> Goal a
Pull out each line of the records that contains the string "bundle", matching case exactly.

The first email BizWiz sent me was short. "Intrigued . . . ." That was it. He wasn't much more expressive in his profile—one short paragraph in which he indicated his belief that romance should be a part of everyday life, that he respected honest and trustworthy people and was looking for "Ms. Right." His only photo was his primary one, but it was a good one. Dressed in a white, button down dress shirt and pretty purple tie, he stood in front of a blue wall. His shoulders looked broad. On the wall to his left I could see the corner of what looked like a framed travel poster. He was clean shaven, smiling slightly and his blue eyes looked directly into the camera. His salt and pepper hair was short. I found him handsome and distinguished looking and thought he was definitely worth responding to. But what could I possibly say in response to a one word email?

> Extracted data entries

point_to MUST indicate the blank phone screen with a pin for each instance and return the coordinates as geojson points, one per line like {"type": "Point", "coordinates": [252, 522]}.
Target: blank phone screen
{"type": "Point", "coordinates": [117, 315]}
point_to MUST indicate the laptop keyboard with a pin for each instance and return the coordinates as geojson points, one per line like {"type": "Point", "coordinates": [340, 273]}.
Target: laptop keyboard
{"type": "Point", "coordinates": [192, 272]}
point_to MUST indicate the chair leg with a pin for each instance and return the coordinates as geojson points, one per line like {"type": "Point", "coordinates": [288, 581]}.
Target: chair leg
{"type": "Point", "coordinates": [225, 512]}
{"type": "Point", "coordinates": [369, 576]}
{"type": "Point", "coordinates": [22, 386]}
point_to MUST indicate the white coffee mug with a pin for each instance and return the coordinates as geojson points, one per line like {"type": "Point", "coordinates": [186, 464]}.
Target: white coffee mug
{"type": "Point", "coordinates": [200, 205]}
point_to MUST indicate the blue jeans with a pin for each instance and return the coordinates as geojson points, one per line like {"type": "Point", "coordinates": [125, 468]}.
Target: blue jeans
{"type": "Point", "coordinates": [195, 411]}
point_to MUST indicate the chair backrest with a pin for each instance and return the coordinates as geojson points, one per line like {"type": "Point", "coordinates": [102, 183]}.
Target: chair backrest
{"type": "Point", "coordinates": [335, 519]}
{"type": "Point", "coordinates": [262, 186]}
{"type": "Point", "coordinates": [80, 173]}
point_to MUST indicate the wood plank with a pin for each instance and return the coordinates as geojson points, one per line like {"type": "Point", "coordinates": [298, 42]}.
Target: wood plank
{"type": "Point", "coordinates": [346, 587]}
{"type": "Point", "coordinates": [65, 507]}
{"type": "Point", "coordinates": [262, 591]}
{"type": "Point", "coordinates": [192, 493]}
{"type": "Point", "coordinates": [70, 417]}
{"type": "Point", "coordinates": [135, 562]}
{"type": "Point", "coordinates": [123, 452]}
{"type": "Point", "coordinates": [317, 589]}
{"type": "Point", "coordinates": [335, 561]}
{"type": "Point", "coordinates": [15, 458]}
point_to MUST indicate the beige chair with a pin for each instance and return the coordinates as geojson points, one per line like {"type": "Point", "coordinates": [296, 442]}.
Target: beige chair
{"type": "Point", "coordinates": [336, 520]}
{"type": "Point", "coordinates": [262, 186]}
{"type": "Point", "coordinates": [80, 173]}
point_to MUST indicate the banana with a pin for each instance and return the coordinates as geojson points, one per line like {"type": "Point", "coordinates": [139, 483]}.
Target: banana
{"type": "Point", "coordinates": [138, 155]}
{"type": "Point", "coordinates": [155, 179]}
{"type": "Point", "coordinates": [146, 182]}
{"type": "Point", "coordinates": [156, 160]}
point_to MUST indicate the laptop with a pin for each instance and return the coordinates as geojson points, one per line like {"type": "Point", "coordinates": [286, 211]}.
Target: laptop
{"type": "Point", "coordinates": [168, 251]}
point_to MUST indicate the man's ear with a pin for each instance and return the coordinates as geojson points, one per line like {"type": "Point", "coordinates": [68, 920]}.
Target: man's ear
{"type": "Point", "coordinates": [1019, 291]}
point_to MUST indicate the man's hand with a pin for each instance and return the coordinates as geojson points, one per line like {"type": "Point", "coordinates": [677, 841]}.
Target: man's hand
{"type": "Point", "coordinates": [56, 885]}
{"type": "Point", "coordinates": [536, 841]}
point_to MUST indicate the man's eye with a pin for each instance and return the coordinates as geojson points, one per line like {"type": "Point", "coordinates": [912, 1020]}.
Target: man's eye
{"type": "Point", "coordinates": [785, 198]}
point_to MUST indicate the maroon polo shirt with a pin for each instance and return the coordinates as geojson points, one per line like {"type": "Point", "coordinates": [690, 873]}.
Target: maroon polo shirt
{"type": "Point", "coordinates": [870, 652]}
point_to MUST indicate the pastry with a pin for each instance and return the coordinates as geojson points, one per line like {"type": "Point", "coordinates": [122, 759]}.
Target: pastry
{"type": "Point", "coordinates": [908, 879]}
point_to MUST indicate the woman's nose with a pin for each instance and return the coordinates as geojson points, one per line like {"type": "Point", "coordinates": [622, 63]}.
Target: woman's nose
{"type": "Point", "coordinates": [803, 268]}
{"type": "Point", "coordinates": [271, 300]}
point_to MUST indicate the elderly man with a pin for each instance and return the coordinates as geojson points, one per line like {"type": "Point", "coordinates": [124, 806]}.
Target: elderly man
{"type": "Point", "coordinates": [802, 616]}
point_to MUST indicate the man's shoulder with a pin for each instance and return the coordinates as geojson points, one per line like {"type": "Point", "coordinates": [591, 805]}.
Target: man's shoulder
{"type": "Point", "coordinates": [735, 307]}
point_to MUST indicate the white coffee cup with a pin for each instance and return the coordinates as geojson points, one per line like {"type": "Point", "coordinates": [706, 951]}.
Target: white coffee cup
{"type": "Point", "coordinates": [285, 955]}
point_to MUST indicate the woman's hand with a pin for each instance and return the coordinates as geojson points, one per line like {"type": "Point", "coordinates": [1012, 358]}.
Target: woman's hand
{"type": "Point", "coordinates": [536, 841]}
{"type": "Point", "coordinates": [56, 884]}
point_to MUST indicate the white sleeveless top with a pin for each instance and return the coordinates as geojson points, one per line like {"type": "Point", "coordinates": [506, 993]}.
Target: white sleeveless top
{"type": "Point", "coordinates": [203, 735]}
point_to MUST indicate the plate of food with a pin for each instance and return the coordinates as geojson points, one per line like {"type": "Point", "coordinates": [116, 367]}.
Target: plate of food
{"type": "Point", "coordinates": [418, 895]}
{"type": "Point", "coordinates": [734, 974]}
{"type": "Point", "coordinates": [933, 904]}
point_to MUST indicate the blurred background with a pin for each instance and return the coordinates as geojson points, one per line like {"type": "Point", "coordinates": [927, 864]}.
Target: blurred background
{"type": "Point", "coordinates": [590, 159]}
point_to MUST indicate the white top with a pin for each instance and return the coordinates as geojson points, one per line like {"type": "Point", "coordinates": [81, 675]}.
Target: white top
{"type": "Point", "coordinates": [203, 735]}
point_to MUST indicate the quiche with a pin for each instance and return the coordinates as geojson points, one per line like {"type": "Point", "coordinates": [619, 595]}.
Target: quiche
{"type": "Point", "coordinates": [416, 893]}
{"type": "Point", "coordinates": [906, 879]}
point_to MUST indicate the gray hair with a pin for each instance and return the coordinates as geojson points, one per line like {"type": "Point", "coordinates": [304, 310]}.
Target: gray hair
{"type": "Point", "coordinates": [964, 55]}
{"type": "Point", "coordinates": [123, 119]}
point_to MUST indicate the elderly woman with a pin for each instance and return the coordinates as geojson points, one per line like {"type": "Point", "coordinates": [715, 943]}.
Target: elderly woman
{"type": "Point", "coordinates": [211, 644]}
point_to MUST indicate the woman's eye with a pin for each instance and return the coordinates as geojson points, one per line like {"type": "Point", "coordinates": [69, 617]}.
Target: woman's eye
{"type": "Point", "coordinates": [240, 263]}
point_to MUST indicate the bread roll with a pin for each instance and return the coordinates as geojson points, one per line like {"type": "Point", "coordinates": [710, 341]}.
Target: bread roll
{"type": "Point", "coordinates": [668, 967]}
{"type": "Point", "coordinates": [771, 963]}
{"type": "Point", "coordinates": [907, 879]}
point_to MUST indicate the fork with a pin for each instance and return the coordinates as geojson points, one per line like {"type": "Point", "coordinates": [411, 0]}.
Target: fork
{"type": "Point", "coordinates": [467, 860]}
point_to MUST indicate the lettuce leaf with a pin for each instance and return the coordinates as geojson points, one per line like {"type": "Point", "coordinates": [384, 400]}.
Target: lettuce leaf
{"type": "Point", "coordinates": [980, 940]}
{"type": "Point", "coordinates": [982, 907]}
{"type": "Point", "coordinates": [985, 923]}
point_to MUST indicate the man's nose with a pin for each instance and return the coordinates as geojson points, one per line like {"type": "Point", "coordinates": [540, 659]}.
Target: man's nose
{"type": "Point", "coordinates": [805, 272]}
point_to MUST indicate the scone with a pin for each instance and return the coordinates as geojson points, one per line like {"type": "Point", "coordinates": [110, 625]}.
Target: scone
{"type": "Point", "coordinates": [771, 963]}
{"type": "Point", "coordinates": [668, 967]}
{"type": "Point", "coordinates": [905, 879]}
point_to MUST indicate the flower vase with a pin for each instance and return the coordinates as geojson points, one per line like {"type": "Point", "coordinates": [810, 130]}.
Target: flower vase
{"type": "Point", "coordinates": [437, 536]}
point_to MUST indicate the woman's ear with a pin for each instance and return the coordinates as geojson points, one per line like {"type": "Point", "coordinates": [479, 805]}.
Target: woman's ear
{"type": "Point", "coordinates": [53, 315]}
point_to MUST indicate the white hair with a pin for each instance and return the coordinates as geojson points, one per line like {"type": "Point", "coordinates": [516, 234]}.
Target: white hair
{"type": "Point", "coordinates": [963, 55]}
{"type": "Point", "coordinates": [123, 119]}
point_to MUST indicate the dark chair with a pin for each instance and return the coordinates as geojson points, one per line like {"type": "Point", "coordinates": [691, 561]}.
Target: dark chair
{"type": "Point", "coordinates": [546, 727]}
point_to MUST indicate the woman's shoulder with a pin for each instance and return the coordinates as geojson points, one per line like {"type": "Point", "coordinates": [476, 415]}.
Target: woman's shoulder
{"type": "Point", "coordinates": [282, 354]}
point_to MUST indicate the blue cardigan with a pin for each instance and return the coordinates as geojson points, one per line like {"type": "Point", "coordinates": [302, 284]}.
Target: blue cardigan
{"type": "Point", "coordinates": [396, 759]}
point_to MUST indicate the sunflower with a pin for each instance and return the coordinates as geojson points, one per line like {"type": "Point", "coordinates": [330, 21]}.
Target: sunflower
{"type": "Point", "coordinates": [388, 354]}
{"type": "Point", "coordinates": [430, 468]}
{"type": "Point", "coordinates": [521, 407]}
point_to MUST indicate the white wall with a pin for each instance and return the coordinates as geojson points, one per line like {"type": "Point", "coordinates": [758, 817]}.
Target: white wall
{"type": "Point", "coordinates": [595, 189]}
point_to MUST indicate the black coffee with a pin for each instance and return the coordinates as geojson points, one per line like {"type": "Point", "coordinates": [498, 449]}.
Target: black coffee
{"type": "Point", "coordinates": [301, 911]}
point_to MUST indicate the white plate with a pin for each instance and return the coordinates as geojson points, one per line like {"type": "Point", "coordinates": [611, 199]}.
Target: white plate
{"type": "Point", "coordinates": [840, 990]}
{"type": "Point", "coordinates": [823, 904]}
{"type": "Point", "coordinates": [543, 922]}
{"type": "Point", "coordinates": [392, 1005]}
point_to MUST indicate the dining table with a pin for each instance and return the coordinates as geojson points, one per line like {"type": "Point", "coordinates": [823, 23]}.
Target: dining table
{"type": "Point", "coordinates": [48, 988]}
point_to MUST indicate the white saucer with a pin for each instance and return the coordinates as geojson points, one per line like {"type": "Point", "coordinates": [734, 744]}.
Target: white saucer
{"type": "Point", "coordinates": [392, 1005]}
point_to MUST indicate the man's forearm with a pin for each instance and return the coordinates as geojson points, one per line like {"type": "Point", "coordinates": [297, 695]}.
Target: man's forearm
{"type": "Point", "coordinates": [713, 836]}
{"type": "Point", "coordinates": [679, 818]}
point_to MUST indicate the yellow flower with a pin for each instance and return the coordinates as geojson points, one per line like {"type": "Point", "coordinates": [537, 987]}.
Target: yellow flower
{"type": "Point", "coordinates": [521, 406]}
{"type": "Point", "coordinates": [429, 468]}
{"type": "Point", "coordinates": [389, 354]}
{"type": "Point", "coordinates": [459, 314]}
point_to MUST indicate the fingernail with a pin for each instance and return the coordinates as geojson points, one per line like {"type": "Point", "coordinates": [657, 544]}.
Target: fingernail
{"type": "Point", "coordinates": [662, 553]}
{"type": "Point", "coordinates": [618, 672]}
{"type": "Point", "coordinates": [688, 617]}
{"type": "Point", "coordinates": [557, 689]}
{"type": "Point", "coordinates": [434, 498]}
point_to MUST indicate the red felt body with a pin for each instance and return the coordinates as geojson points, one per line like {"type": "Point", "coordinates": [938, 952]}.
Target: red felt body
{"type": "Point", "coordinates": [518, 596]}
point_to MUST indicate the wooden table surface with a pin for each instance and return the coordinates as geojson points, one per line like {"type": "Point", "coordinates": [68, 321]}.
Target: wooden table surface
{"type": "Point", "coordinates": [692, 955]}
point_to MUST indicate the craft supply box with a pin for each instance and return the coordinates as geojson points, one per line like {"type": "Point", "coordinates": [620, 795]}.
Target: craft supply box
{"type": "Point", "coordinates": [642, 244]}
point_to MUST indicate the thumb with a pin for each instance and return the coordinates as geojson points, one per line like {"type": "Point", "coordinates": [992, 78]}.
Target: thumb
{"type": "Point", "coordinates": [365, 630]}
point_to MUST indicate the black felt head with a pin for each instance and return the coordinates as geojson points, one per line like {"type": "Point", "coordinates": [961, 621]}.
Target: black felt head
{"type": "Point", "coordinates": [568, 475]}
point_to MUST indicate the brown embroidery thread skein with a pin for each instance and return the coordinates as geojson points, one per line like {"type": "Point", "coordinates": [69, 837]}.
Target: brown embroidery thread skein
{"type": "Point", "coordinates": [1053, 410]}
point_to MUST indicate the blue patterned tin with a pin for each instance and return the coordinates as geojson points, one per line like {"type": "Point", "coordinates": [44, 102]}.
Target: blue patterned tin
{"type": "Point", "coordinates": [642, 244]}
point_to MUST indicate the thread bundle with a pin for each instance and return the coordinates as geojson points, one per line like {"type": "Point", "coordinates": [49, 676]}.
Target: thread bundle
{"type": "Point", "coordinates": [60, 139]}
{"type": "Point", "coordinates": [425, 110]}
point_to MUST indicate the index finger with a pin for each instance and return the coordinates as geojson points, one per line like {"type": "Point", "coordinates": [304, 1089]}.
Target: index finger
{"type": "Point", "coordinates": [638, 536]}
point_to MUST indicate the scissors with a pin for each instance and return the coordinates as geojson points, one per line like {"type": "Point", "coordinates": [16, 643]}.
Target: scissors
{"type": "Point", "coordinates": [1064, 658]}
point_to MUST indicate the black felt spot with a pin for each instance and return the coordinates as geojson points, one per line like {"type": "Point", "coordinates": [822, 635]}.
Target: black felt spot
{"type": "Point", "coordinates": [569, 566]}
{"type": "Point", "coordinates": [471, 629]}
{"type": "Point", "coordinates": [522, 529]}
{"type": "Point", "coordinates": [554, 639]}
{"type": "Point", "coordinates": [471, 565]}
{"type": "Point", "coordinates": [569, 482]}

> Goal b
From the dating-profile passage, quote everything from "The first email" down to "one word email?", word for word.

> Task output a
point_to MUST indicate the thread bundle with a pin for each instance and return the coordinates as geojson points, one per line like {"type": "Point", "coordinates": [49, 676]}.
Target: thread bundle

> Task output b
The first email BizWiz sent me was short. "Intrigued . . . ." That was it. He wasn't much more expressive in his profile—one short paragraph in which he indicated his belief that romance should be a part of everyday life, that he respected honest and trustworthy people and was looking for "Ms. Right." His only photo was his primary one, but it was a good one. Dressed in a white, button down dress shirt and pretty purple tie, he stood in front of a blue wall. His shoulders looked broad. On the wall to his left I could see the corner of what looked like a framed travel poster. He was clean shaven, smiling slightly and his blue eyes looked directly into the camera. His salt and pepper hair was short. I found him handsome and distinguished looking and thought he was definitely worth responding to. But what could I possibly say in response to a one word email?